→ **WHAT YOU SHOULD DO**
Please restate every line below exactly, without any pictures.

→ **GIVEN RECORDS**
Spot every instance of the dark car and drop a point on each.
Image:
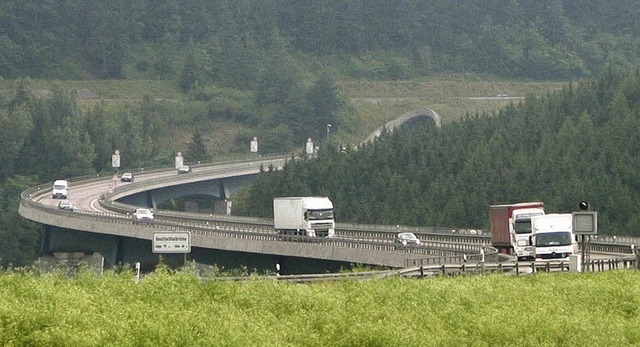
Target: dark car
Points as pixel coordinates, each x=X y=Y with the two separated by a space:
x=126 y=177
x=407 y=240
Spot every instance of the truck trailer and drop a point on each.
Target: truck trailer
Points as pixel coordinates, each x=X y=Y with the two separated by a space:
x=310 y=216
x=553 y=237
x=511 y=228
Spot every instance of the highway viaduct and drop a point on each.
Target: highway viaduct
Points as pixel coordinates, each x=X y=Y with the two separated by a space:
x=102 y=225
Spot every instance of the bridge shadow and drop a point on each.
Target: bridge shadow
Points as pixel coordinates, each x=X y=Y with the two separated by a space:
x=420 y=116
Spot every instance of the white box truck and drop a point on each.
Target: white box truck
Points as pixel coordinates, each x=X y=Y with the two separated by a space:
x=304 y=216
x=553 y=237
x=60 y=189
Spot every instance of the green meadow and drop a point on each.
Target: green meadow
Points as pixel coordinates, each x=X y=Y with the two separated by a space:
x=168 y=308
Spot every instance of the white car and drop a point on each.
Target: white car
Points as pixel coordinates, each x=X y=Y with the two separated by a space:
x=407 y=240
x=142 y=215
x=126 y=177
x=66 y=205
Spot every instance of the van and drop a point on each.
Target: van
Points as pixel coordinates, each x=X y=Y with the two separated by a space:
x=60 y=189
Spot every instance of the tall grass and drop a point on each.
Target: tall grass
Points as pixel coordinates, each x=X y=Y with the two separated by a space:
x=178 y=309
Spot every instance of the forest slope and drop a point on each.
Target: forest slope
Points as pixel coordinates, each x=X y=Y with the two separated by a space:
x=578 y=144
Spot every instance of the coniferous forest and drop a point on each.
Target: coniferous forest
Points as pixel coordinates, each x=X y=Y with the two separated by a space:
x=579 y=144
x=275 y=65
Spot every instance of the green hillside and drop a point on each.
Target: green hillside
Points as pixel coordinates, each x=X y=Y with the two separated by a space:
x=590 y=309
x=576 y=144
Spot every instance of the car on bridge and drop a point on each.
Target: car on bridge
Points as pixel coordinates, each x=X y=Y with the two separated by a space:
x=126 y=177
x=407 y=240
x=142 y=215
x=66 y=205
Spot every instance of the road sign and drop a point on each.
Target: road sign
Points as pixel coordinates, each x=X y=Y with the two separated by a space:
x=171 y=242
x=585 y=223
x=309 y=146
x=115 y=159
x=179 y=160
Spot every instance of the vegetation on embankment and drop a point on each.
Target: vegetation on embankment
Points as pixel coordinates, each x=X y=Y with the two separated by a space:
x=169 y=309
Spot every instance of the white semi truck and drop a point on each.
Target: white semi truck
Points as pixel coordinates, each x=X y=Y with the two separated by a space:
x=553 y=237
x=304 y=216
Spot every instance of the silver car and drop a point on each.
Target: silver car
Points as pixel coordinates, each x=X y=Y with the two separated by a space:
x=66 y=205
x=407 y=240
x=142 y=215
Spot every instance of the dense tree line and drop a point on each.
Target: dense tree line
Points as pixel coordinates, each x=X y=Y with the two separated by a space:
x=273 y=65
x=231 y=43
x=578 y=144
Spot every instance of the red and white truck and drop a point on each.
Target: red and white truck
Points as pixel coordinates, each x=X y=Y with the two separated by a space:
x=511 y=228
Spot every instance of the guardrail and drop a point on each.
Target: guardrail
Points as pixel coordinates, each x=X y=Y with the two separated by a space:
x=463 y=269
x=443 y=245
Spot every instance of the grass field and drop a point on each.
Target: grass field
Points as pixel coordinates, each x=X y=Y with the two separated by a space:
x=178 y=309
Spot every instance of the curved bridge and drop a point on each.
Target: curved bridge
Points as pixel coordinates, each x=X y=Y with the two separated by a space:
x=407 y=119
x=102 y=224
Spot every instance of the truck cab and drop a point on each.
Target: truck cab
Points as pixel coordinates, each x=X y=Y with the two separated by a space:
x=521 y=230
x=310 y=216
x=553 y=237
x=60 y=189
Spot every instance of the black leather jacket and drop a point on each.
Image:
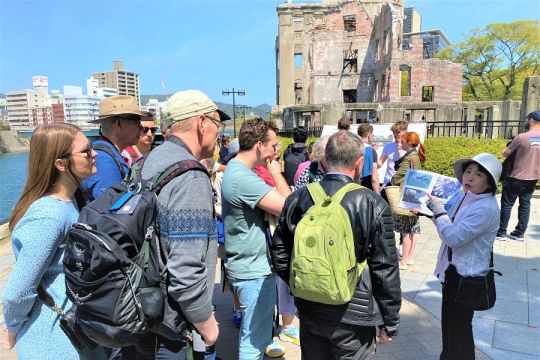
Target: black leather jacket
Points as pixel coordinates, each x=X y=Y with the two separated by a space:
x=377 y=298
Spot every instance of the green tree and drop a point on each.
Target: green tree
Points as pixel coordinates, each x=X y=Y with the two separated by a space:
x=497 y=58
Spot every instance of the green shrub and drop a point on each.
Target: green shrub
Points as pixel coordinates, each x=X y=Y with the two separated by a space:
x=442 y=152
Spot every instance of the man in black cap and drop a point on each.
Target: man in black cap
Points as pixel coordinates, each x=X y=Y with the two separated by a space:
x=295 y=154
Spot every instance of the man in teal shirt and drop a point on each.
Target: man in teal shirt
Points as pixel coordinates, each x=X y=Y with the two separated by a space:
x=245 y=199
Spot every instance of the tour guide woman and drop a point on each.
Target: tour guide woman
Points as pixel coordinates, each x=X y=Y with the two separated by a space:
x=469 y=230
x=60 y=158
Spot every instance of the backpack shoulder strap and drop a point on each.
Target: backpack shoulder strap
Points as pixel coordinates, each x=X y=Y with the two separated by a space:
x=102 y=147
x=317 y=193
x=312 y=171
x=162 y=178
x=340 y=194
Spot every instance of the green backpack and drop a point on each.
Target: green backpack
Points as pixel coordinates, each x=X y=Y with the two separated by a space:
x=324 y=268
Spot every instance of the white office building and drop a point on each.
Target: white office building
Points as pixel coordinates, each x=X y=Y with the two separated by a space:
x=79 y=109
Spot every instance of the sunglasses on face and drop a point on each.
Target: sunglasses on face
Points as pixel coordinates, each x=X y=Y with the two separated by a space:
x=87 y=151
x=144 y=129
x=219 y=124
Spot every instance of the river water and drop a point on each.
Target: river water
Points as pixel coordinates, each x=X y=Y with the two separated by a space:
x=12 y=178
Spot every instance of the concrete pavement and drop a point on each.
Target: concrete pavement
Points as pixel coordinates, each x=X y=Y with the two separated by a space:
x=511 y=329
x=508 y=331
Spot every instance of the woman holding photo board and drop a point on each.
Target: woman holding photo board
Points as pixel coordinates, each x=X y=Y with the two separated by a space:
x=408 y=226
x=467 y=234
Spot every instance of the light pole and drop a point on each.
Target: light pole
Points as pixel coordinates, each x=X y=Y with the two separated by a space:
x=244 y=108
x=234 y=92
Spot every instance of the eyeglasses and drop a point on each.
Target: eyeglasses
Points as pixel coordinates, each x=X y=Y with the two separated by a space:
x=144 y=129
x=131 y=117
x=87 y=151
x=219 y=124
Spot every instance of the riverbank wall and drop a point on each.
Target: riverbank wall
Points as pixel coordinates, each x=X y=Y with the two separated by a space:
x=10 y=142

→ **EXERCISE ANSWER**
Spot every instance of the dark car and drop a point on each.
Image:
Target: dark car
Points as pixel coordinates, each x=X y=Y with the two separated by a space:
x=126 y=177
x=407 y=240
Spot every instance of the truck trailer and drop a point on each.
Target: truck trailer
Points as pixel coordinates, each x=X y=Y with the two separated by a space:
x=310 y=216
x=553 y=237
x=511 y=228
Spot every instance of the highway viaduct and drop a point on each.
Target: highway viaduct
Points as pixel coordinates, each x=X y=Y with the two separated by a space:
x=102 y=225
Spot every instance of the bridge shadow and drop a point on each.
Target: bridge shadow
Points as pixel coordinates, each x=X y=Y with the two separated by a space:
x=420 y=116
Spot every instance of the white box truck and drop a point on each.
Target: white box truck
Points as pixel coordinates, each x=X y=Y with the two separated by a space:
x=304 y=216
x=553 y=237
x=60 y=189
Spot every instance of the green meadow and drop a point on each.
Target: green meadow
Points as pixel coordinates, each x=X y=Y with the two separated by a space:
x=168 y=308
Spot every instance of the white car and drop a point on each.
Target: white car
Points as pixel coordinates, each x=X y=Y with the two separated by a space:
x=407 y=240
x=142 y=215
x=126 y=177
x=66 y=205
Spot every instance of the van and drop a point on each.
Target: van
Points as pixel coordinates, each x=X y=Y with the two separated by a space:
x=60 y=189
Spot every instance of the tall grass and drop a point on each.
Target: tall grass
Points as pixel coordinates, each x=X y=Y with the two separated by a space:
x=178 y=309
Spot every instance of the forest slope and drop a point on each.
Target: forest slope
Points as pixel coordinates, each x=X y=Y with the two separated by a space:
x=578 y=144
Spot every instance of the coniferous forest and drop a point on each.
Target: coniferous forest
Points as pixel coordinates, each x=X y=Y with the two separated by a space:
x=579 y=144
x=275 y=65
Spot every instance of the green hillside and drop a point on each.
Target: green hillside
Points as pixel coordinates, each x=X y=Y with the two separated by a space:
x=590 y=309
x=576 y=144
Spot every instance of the car on bridge and drop a point on each.
Target: car on bridge
Points as pixel coordinates, each x=X y=Y with the two separated by a space:
x=126 y=177
x=407 y=240
x=142 y=215
x=66 y=205
Spot every instance of the road sign and drop a point on each.
Target: road sign
Points as pixel coordinates, each x=X y=Y with the two separated by a space:
x=171 y=242
x=585 y=223
x=309 y=146
x=115 y=159
x=179 y=160
Spot every instance of the vegetation on embankment and drop a point on each.
Target: vegetation on embankment
Points as pixel coordinates, each x=X y=Y with the two separated by a space:
x=169 y=309
Spot every instance of the white semi truck and drop a point on each.
Target: white semi truck
Points as pixel coordinates, each x=X y=Y with the two separated by a space:
x=553 y=237
x=304 y=216
Spot every instance of the silver car and drop a point on each.
Target: silver car
Points as pixel coordinates, each x=X y=Y with the two separated by a space:
x=66 y=205
x=407 y=240
x=142 y=215
Spot every instance of the dense tree line and drop a point on each.
Target: dense tree line
Points as pixel coordinates, each x=X y=Y with the two separated by a space:
x=273 y=65
x=231 y=43
x=578 y=144
Spot every instance of the red and white truck and drop a point on each.
Target: red and white truck
Points as pixel coordinates, each x=X y=Y with the two separated by a space:
x=511 y=228
Spot every instance of the guardrail and drop a point on each.
Target: guardrail
Points as pixel coordinates, each x=X y=Y with the two separated by a space:
x=463 y=269
x=443 y=245
Spot every instance of the grass field and drop a point on each.
Target: grass field
Points as pixel coordinates, each x=X y=Y with the two separated by a space:
x=178 y=309
Spot every instance of the curved bridge and drop a point on each.
Target: curved bridge
Points as pixel coordinates, each x=X y=Y with the two separated by a space:
x=407 y=119
x=102 y=224
Spot every instance of the truck cab and drop a point on each.
Target: truck cab
Points as pixel coordinates, each x=X y=Y with the two separated by a space:
x=521 y=230
x=310 y=216
x=553 y=237
x=60 y=189
Spot every instance of the black leather jacket and drop a point on each.
Image:
Target: black leather jacket
Points as pixel coordinates, each x=X y=Y with the two separated by a space:
x=377 y=298
Spot every instance of the green tree and drop a point on each.
Target: green tree
Points as pixel coordinates, each x=X y=Y with the two separated by a space:
x=497 y=58
Spot every instance of the green shrub and drop a point on each.
Target: green shrub
Points as pixel coordinates, each x=X y=Y with the two separated by a space:
x=442 y=152
Spot every instance of the man in black cap and drop a point on each.
Target: man in black cap
Points as pixel coordinates, each x=X y=Y with the two separated by a space:
x=295 y=154
Spot every instance of the man in teal shirt and drop a point on each.
Target: man in teal shirt
Points as pixel coordinates, each x=X y=Y with the two separated by a space:
x=245 y=199
Spot every instance of the tour guide woman and drop a point on each.
Target: tour guide woman
Points as pixel coordinates, each x=X y=Y with the two separated by a space:
x=469 y=230
x=60 y=158
Spot every instance of the backpack shoulder strap and drop a point on each.
Target: backpack shoulder strap
Points as pixel coordinates, each x=X y=Y with the two separated by a space:
x=102 y=147
x=317 y=193
x=312 y=171
x=162 y=178
x=340 y=194
Spot every instance of the green backpack and drop a point on each.
Target: green backpack
Points as pixel coordinates, each x=X y=Y with the two separated by a space:
x=324 y=268
Spot every instance of the white office building and drop a point on each.
Target: white office building
Points as pixel coordinates, each x=X y=Y with the two separated by a space:
x=79 y=109
Spot every instance of the sunglasses on face and drop a point on each.
Target: sunglasses on face
Points as pixel coordinates, each x=X y=Y with the two separated by a space:
x=87 y=151
x=144 y=129
x=219 y=124
Spot every instance of the river water and drop a point on each.
Target: river water
Points as pixel coordinates, each x=X y=Y with the two separated by a space:
x=12 y=178
Spot every instance of the concrete pavement and drop a point on each.
Target: concrete pavement
Points as pixel coordinates, each x=X y=Y with the two separated by a space:
x=511 y=329
x=508 y=331
Spot every instance of the woman holding photo board and drop a point on each.
Target: woman holding photo board
Points as pixel coordinates, each x=X y=Y with the two separated by a space:
x=408 y=226
x=467 y=234
Spot every instance of the light pole and drop a point on each.
Target: light pole
Points as pixel coordinates, each x=X y=Y with the two separated by a space:
x=244 y=108
x=234 y=92
Spot every instance of the eyeglasses and drop a point on each.
Target: eyeglasses
Points as pixel coordinates, each x=X y=Y with the two separated by a space:
x=144 y=129
x=131 y=117
x=87 y=151
x=219 y=124
Spot every instance of the riverbank wall and drop a point on each.
Target: riverbank wall
Points as pixel coordinates, each x=X y=Y with the two separated by a space:
x=10 y=142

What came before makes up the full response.